Instructions for the task. From the records below, transcribe exactly the lines that begin at the line with "Isolate the white paper from the image above." and end at the line with "Isolate the oyster from the image above.", both included.

▼▼▼

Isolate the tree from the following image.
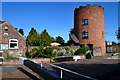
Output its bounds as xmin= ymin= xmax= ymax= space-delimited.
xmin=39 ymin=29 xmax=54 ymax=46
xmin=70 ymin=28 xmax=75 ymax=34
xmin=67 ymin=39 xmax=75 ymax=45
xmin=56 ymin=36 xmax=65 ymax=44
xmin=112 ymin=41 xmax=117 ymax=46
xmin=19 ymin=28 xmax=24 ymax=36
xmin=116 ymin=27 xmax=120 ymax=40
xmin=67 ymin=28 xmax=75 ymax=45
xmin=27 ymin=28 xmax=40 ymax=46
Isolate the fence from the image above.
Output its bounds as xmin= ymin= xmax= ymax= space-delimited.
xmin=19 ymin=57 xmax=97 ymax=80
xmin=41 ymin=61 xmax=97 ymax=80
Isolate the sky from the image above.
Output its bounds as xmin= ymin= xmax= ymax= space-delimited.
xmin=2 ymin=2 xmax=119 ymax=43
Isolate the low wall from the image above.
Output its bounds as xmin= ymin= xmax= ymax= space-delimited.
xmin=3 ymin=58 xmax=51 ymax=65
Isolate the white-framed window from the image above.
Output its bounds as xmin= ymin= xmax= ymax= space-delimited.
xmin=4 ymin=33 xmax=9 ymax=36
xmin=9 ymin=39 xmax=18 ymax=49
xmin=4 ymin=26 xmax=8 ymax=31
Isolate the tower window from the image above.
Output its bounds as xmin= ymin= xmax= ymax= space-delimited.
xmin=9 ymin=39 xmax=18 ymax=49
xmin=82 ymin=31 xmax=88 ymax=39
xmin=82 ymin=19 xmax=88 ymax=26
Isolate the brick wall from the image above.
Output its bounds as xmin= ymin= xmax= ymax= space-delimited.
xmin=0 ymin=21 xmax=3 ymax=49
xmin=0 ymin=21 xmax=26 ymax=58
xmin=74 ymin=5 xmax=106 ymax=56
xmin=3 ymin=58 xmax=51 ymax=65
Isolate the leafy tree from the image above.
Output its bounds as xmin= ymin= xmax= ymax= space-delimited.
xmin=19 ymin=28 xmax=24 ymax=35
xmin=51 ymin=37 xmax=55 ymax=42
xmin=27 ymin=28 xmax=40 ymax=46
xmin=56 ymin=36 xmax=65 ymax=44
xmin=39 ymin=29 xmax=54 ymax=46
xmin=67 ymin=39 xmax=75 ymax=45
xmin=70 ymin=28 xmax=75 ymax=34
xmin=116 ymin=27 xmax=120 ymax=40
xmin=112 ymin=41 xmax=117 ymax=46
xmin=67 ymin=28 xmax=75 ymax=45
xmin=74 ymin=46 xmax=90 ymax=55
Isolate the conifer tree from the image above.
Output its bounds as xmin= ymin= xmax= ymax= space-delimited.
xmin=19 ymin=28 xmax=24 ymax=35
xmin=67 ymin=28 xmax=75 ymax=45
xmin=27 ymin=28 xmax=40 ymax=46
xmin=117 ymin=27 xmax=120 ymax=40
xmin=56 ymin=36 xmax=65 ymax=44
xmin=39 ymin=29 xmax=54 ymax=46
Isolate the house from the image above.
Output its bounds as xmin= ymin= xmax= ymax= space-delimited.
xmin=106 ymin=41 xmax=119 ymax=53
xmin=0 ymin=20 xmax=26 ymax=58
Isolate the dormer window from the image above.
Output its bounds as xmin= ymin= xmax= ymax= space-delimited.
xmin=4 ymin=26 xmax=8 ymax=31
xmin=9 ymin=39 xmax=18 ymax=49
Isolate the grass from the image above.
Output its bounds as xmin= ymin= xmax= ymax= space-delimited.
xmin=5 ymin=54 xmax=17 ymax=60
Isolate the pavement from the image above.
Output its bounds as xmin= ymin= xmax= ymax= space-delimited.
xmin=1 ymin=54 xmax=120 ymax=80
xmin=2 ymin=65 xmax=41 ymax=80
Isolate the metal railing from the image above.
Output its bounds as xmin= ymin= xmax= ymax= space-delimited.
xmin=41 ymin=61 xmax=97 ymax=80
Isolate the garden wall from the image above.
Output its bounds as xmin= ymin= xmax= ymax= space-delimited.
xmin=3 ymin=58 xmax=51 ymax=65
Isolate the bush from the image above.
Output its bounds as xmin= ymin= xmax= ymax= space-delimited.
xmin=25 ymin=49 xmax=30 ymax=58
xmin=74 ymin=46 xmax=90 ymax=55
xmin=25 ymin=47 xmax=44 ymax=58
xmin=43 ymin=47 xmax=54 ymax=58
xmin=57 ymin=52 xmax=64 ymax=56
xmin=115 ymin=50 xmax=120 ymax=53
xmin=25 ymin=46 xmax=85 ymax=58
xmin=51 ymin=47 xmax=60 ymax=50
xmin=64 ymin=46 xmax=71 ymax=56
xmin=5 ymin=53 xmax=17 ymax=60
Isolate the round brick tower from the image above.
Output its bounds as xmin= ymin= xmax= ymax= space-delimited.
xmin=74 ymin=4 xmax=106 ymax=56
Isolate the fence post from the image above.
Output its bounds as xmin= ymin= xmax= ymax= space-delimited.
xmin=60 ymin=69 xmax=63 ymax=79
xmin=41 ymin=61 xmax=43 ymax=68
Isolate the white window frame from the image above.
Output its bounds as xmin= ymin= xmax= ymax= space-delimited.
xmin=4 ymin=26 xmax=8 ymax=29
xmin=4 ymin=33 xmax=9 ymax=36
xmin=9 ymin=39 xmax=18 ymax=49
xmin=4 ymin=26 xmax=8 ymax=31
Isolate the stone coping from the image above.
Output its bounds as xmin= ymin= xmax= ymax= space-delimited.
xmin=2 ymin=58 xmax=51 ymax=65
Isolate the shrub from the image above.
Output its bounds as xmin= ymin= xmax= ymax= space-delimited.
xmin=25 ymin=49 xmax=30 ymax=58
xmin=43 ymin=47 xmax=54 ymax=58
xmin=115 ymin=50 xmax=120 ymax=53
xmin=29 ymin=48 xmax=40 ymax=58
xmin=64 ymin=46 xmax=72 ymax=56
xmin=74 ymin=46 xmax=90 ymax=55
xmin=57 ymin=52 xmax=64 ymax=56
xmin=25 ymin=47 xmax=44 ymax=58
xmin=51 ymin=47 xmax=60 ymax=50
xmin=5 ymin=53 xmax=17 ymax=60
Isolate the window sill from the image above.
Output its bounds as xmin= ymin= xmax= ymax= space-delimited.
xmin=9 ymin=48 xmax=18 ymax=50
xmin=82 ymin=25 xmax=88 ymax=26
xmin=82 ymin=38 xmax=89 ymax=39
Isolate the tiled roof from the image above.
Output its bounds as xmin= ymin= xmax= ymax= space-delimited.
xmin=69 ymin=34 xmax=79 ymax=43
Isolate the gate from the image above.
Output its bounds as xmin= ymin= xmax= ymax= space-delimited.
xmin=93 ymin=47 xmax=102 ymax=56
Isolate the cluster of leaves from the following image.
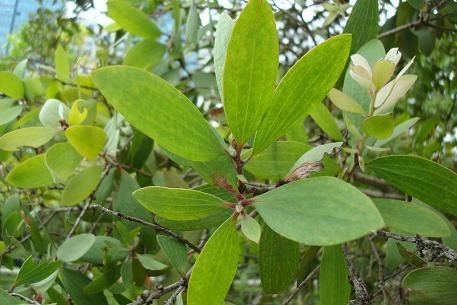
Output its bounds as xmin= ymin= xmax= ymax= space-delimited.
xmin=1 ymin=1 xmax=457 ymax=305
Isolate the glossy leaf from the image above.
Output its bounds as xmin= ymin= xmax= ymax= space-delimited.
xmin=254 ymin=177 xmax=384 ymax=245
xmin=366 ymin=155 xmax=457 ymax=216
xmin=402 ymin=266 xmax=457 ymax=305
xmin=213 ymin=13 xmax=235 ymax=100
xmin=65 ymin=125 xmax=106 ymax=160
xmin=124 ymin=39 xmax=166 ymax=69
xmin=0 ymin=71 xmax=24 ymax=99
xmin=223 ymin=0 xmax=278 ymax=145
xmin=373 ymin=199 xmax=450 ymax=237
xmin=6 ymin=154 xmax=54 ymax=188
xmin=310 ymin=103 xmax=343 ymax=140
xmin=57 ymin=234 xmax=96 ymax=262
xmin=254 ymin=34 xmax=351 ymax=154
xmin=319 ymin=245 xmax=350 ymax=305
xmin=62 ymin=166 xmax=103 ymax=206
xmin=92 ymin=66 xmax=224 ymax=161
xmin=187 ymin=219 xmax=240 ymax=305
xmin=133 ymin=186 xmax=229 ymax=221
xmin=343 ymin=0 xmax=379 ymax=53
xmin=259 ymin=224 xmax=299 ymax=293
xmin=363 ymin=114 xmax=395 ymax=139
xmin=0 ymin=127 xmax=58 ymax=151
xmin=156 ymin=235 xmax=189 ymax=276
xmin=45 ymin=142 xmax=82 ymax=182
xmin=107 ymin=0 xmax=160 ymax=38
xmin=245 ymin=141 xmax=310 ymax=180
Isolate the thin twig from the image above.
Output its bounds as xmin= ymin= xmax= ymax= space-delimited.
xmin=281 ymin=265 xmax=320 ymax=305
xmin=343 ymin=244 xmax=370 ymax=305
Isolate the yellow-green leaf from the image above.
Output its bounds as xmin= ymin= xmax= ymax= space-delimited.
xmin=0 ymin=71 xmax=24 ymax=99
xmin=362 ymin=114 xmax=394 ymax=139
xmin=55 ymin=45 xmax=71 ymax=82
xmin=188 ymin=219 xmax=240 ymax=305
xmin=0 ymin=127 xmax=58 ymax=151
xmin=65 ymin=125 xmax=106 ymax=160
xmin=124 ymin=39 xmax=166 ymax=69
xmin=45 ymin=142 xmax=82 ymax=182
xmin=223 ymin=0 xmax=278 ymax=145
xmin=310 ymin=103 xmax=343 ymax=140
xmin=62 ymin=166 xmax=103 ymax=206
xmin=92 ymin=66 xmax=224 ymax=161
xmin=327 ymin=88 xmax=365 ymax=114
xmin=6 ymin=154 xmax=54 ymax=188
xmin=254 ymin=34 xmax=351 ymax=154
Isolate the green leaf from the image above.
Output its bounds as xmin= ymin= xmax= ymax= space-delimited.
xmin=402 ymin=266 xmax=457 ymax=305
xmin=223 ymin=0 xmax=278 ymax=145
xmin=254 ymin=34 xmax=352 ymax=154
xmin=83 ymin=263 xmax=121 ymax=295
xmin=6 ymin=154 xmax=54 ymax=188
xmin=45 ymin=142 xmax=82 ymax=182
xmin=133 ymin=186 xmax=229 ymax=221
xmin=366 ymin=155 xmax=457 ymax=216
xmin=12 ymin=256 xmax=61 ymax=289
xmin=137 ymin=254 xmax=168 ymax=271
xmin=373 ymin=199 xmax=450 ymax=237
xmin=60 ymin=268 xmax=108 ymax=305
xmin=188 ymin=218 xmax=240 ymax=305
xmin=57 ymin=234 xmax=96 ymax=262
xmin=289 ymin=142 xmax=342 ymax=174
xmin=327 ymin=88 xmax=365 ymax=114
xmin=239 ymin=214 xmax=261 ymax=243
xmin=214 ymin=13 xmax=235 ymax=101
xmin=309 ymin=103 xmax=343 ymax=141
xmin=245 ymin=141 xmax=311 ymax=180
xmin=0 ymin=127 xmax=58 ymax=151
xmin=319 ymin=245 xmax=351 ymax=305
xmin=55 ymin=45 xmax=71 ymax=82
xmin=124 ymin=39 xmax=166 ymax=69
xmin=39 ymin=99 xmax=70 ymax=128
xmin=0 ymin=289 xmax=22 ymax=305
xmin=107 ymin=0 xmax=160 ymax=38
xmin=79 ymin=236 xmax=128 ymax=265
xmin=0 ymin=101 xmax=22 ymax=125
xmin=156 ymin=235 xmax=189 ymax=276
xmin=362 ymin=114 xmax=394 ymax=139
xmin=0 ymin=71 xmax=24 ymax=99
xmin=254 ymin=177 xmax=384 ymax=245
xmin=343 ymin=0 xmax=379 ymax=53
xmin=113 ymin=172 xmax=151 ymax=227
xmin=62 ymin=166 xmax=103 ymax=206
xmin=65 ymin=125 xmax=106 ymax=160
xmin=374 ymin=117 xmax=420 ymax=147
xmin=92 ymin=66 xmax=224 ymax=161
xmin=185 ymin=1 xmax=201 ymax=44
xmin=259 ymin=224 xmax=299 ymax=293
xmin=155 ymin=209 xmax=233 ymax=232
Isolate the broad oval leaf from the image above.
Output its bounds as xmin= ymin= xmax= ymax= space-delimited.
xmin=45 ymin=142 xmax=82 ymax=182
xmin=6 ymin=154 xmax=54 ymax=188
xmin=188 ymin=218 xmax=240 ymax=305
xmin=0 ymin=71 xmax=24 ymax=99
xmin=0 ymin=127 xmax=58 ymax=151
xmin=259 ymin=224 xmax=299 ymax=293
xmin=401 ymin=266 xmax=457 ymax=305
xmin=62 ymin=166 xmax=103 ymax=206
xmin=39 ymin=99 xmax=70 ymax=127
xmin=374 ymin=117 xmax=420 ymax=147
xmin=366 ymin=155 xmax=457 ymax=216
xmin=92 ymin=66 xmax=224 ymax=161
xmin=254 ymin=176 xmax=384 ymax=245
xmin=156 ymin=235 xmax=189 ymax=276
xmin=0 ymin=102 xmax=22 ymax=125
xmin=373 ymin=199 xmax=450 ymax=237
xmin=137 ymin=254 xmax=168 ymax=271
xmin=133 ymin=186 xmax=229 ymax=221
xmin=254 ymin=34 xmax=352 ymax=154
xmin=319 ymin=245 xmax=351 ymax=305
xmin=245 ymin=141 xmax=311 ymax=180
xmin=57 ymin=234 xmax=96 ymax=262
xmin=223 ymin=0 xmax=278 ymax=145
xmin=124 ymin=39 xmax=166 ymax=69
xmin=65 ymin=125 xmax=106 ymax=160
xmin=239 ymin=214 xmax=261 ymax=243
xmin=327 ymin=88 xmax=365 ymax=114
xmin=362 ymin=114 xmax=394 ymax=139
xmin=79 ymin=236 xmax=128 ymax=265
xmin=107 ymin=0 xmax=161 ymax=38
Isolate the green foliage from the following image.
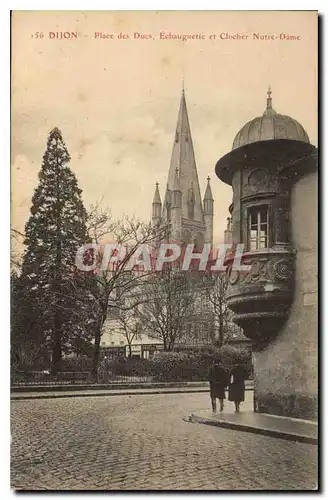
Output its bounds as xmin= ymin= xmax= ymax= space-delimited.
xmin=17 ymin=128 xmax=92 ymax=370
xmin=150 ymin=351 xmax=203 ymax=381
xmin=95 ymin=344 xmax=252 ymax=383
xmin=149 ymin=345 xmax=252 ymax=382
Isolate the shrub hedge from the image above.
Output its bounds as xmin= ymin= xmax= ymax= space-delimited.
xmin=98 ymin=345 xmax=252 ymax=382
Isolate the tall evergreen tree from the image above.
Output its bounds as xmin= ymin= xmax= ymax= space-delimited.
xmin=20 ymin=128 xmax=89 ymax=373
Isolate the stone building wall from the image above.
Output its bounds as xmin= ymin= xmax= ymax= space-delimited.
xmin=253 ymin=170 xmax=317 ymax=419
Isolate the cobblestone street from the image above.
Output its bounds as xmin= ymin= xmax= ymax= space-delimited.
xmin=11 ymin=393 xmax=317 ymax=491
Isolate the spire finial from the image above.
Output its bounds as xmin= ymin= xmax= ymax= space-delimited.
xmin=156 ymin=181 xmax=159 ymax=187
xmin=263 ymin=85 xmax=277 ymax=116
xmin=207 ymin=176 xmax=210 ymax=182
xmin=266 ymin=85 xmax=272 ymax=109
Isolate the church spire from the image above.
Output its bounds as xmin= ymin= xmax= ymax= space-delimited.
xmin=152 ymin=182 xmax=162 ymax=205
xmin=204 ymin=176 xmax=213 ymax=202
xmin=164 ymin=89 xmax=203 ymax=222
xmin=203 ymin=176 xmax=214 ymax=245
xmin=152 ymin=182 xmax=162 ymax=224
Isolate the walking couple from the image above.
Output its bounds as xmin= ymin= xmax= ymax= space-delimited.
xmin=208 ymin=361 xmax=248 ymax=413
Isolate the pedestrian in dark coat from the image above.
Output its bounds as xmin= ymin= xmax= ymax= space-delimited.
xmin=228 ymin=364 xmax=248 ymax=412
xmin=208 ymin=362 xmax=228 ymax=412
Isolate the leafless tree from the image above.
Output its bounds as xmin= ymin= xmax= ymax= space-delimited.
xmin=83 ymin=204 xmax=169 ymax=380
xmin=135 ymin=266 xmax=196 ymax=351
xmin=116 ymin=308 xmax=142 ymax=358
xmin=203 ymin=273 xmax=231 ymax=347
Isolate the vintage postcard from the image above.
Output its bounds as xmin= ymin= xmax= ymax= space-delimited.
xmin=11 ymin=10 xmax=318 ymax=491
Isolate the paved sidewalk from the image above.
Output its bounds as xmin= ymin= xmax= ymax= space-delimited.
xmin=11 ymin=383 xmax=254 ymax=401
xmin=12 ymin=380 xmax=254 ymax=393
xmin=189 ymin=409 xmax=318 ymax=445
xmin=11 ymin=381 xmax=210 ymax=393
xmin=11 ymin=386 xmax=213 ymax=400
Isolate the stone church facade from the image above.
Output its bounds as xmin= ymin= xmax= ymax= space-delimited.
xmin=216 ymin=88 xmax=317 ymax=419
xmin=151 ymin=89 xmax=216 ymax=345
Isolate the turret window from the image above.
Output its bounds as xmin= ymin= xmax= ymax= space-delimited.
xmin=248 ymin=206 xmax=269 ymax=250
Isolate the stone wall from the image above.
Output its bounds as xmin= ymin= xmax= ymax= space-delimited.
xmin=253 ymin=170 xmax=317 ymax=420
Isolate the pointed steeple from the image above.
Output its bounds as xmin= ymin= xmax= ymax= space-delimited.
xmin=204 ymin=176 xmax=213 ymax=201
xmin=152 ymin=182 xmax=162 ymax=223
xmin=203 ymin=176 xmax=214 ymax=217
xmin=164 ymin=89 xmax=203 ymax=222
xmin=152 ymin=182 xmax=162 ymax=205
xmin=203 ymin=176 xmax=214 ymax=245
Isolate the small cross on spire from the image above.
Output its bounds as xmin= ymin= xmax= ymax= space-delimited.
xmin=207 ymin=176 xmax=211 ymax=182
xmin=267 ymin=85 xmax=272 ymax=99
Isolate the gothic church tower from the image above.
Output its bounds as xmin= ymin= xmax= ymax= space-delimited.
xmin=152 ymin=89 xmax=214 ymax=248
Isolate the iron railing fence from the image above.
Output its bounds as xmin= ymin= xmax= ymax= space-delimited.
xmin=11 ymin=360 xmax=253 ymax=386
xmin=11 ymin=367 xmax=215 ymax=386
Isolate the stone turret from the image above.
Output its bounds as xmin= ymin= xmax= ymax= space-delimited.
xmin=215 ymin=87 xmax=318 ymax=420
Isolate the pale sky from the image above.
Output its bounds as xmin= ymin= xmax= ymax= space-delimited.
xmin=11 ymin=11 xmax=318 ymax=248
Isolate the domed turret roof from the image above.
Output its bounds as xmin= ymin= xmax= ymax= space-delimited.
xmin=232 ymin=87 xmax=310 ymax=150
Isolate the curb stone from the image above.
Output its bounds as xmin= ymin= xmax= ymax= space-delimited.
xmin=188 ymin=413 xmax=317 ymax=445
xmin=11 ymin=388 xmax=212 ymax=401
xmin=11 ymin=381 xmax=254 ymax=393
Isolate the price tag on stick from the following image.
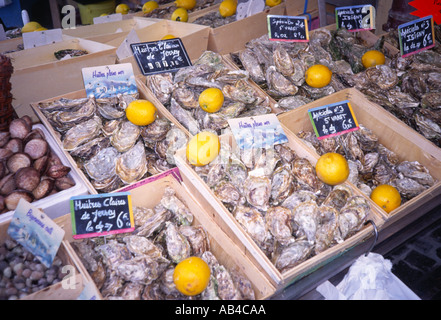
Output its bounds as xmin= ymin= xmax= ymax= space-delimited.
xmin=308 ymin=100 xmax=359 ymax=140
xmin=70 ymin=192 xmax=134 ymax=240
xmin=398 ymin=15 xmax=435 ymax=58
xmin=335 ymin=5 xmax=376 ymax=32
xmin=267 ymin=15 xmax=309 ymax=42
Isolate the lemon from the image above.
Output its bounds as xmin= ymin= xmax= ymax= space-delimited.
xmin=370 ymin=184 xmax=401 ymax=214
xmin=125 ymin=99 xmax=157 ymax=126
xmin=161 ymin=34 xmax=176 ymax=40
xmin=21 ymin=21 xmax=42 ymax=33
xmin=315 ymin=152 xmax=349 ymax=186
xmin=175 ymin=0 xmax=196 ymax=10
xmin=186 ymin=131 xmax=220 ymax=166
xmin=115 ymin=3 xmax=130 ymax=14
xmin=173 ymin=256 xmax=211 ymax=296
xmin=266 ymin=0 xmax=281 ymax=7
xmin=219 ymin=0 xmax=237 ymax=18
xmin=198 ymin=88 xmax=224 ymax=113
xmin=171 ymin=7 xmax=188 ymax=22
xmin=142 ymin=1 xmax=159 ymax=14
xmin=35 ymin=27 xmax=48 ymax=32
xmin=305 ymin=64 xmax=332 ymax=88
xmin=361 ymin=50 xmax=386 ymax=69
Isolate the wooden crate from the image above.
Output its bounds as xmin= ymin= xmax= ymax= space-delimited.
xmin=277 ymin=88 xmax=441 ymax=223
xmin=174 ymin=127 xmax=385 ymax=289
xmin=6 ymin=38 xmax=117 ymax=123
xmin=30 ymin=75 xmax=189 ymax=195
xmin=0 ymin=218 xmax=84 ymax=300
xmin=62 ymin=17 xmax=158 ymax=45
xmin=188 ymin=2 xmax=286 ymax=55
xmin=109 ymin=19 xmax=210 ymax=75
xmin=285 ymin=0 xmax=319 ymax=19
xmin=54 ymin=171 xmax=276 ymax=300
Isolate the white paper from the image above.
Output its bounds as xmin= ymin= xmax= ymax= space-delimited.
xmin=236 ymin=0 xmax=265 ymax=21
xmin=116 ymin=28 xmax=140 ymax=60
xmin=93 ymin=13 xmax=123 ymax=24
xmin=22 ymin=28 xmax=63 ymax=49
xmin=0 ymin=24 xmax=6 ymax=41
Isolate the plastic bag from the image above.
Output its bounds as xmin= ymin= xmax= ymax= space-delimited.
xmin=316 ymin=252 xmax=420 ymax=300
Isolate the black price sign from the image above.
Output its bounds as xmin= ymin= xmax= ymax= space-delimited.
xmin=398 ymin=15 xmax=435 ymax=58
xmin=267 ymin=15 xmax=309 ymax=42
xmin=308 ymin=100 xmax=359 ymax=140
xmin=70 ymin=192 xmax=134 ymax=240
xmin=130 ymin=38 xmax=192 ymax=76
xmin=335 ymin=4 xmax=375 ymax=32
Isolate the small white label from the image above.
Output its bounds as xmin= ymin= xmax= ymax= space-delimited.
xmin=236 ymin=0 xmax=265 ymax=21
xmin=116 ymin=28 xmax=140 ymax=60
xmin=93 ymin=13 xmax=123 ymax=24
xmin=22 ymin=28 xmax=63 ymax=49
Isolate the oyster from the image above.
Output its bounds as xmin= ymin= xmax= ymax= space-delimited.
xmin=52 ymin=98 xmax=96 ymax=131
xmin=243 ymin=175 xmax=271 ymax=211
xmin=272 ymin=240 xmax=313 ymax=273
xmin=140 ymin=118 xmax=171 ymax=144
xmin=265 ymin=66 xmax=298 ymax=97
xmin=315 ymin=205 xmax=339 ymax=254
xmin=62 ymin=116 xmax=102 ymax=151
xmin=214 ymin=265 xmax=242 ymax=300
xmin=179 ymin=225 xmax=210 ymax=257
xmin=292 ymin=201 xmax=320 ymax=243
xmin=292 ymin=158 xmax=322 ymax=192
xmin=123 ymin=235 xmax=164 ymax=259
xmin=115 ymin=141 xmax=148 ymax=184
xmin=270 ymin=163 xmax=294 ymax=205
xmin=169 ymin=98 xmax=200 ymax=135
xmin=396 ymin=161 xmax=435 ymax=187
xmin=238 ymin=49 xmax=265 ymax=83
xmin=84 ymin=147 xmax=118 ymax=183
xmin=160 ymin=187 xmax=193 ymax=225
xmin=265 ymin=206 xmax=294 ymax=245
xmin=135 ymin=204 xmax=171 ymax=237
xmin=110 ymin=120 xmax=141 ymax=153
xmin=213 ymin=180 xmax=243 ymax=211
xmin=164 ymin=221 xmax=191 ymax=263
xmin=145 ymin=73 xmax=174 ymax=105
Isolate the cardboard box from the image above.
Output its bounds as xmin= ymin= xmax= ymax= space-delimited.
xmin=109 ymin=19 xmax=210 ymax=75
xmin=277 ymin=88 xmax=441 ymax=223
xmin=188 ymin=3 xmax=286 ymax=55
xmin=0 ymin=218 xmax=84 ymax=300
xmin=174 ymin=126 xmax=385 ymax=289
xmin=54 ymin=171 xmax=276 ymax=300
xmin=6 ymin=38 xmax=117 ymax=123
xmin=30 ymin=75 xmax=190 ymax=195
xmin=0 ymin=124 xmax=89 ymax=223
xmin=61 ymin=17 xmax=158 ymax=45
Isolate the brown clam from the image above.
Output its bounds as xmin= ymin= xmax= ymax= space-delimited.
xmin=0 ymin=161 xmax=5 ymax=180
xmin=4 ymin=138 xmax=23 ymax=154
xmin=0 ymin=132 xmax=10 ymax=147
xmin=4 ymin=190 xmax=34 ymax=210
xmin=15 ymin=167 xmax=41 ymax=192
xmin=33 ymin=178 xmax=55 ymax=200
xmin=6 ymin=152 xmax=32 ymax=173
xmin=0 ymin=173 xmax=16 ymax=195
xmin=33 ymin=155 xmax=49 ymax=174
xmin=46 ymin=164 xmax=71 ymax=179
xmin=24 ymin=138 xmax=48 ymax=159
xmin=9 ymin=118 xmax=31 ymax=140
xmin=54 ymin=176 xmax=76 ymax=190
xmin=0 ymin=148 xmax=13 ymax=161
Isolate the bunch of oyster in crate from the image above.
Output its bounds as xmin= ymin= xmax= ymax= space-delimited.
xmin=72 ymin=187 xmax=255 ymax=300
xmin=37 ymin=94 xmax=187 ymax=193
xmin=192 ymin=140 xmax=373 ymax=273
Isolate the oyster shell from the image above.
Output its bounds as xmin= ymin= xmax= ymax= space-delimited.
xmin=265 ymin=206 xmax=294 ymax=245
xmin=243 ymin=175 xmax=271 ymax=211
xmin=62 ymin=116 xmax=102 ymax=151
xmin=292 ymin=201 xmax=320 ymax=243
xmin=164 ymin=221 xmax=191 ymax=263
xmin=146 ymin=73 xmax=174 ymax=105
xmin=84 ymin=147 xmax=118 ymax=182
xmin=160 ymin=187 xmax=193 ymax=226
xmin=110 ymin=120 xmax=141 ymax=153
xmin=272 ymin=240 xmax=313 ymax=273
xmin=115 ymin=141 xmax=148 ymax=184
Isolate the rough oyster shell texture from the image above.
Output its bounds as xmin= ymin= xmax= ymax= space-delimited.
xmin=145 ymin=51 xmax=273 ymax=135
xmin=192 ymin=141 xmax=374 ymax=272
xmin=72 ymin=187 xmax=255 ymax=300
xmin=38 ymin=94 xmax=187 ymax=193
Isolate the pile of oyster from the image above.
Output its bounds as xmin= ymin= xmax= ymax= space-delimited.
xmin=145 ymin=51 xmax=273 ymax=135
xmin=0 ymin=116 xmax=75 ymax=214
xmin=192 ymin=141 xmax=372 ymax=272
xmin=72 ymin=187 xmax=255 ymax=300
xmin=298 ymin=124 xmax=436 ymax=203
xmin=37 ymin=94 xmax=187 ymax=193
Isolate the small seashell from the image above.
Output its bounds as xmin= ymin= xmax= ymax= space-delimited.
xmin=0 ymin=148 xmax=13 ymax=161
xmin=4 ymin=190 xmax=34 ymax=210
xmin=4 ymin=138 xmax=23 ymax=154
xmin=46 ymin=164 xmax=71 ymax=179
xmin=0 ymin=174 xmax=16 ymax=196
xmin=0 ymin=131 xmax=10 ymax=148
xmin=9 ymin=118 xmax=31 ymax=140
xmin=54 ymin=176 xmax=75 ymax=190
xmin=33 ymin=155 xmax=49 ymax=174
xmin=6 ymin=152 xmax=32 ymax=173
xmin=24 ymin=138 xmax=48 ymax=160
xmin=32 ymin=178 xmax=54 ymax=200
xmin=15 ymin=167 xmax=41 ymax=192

▲▲▲

Task solution.
Isolate the white paper from the image above.
Output its bounds as xmin= ymin= xmax= ymax= space-delimited.
xmin=236 ymin=0 xmax=265 ymax=21
xmin=116 ymin=28 xmax=140 ymax=60
xmin=93 ymin=13 xmax=123 ymax=24
xmin=22 ymin=28 xmax=63 ymax=49
xmin=0 ymin=24 xmax=6 ymax=41
Isolate the plastic bag from the image above.
Output its bounds as xmin= ymin= xmax= ymax= space-delimited.
xmin=316 ymin=252 xmax=420 ymax=300
Isolate the black price sign from the image above.
Output its bounds as xmin= ymin= xmax= ymax= space-delimited.
xmin=398 ymin=15 xmax=435 ymax=58
xmin=267 ymin=15 xmax=309 ymax=42
xmin=308 ymin=100 xmax=359 ymax=140
xmin=70 ymin=192 xmax=134 ymax=240
xmin=130 ymin=38 xmax=192 ymax=76
xmin=335 ymin=4 xmax=375 ymax=32
Isolate the small white label from the image above.
Output its bounds as xmin= ymin= xmax= ymax= space-delimited.
xmin=236 ymin=0 xmax=265 ymax=21
xmin=116 ymin=28 xmax=140 ymax=60
xmin=93 ymin=13 xmax=123 ymax=24
xmin=22 ymin=28 xmax=63 ymax=49
Isolate the oyster from the image above.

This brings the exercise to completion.